WHAT THE TASK ASKS:
Each record that follows is to be reproduced verbatim.

DATA FOR THE TASK:
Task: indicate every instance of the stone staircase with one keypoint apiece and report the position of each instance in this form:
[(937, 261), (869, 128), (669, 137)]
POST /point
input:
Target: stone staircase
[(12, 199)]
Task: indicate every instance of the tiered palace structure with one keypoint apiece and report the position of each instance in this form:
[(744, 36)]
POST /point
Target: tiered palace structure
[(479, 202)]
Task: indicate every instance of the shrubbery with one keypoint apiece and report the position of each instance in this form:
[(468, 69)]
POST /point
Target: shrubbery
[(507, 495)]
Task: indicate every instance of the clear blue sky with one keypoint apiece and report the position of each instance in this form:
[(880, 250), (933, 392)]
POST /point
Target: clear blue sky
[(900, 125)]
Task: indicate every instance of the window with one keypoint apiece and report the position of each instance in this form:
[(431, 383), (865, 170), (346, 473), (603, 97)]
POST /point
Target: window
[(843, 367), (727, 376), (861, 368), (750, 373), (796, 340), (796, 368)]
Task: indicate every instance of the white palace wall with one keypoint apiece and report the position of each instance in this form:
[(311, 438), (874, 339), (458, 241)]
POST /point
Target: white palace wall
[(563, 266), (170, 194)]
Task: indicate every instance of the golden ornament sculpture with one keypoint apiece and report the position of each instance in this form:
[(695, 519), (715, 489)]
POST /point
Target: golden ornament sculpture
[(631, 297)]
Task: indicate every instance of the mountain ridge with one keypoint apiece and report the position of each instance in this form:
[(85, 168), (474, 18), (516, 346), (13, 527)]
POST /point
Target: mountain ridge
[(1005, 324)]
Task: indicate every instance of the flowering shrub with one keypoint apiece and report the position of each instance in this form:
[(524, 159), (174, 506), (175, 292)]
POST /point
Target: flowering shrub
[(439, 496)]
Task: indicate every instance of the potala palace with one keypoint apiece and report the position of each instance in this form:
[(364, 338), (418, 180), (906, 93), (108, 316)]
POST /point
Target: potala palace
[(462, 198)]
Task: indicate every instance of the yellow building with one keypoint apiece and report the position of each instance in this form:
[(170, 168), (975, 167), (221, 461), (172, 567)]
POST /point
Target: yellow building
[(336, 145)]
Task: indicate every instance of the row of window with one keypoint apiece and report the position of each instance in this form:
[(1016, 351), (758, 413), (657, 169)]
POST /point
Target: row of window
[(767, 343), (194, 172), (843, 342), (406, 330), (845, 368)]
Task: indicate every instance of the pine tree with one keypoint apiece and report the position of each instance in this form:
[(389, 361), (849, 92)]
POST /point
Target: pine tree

RESULT:
Task: indicate every instance of the stone staircase with one keypoint apiece and report the position of each instance in this form:
[(937, 261), (869, 128), (669, 137)]
POST /point
input:
Target: stone staircase
[(12, 199)]
Task: indicate every instance of the tiered palace structure with one keypoint apiece and report the position of each instance in this form:
[(744, 36)]
POST /point
Target: tiered palace structure
[(479, 202)]
Task: indicate every instance of the shrubbery with one keypoint apiece and report the position of each instance in this form:
[(468, 69)]
POST /point
Target: shrubbery
[(507, 495)]
Task: indicate every instance of the clear blue sky with one keypoint apiece and report the position of each instance in this form:
[(880, 250), (933, 392)]
POST /point
Target: clear blue sky
[(900, 125)]
Task: indicate every instance of the window with one keypoint apiece and report the position of each instance in this form:
[(431, 383), (865, 170), (346, 473), (603, 97)]
POST /point
Target: window
[(843, 367), (727, 376), (861, 368), (750, 373), (796, 340), (796, 368)]
Task: indicate every instance of the white palace wall with one keypoint apiece and report the position of each instance in this form:
[(311, 438), (874, 339), (458, 241)]
POST /point
Target: white palace wall
[(563, 266), (170, 194)]
Task: indicate every instance of the golden ornament sculpture with one keypoint apiece and report the position of each instance in this form:
[(695, 519), (715, 489)]
POST /point
Target: golden ornament sculpture
[(631, 297)]
Task: indicate every instance of the mountain ridge with one keypoint apiece and report the position of each instance in this form:
[(85, 168), (474, 18), (516, 346), (13, 527)]
POST /point
Target: mountain ridge
[(1005, 324)]
Task: indicate every instance of the flowering shrub with one keypoint apiece and report the position of each instance in this form:
[(524, 159), (174, 506), (175, 292)]
POST /point
Target: flowering shrub
[(439, 496)]
Task: indicate every instance of the potala palace with one keypoint apiece and report the position of each instance in this form:
[(364, 338), (418, 180), (906, 93), (108, 316)]
POST /point
Target: potala palace
[(462, 198)]
Task: indicate every instance of the yellow building with one keypoint apiece and report the position of each instance in this form:
[(170, 168), (975, 167), (221, 461), (172, 567)]
POST /point
Target: yellow building
[(336, 145)]
Task: indicate every instance of the row of window with one keypoint apiece and report the position of each instance in this form:
[(1016, 351), (758, 413), (657, 169)]
POST /point
Target: row of window
[(767, 343), (194, 172), (843, 342), (406, 330), (845, 368)]
Task: indicate every instance of the pine tree with one keypoint apiece and report the position of each instance in this form:
[(389, 361), (849, 92)]
POST /point
Target: pine tree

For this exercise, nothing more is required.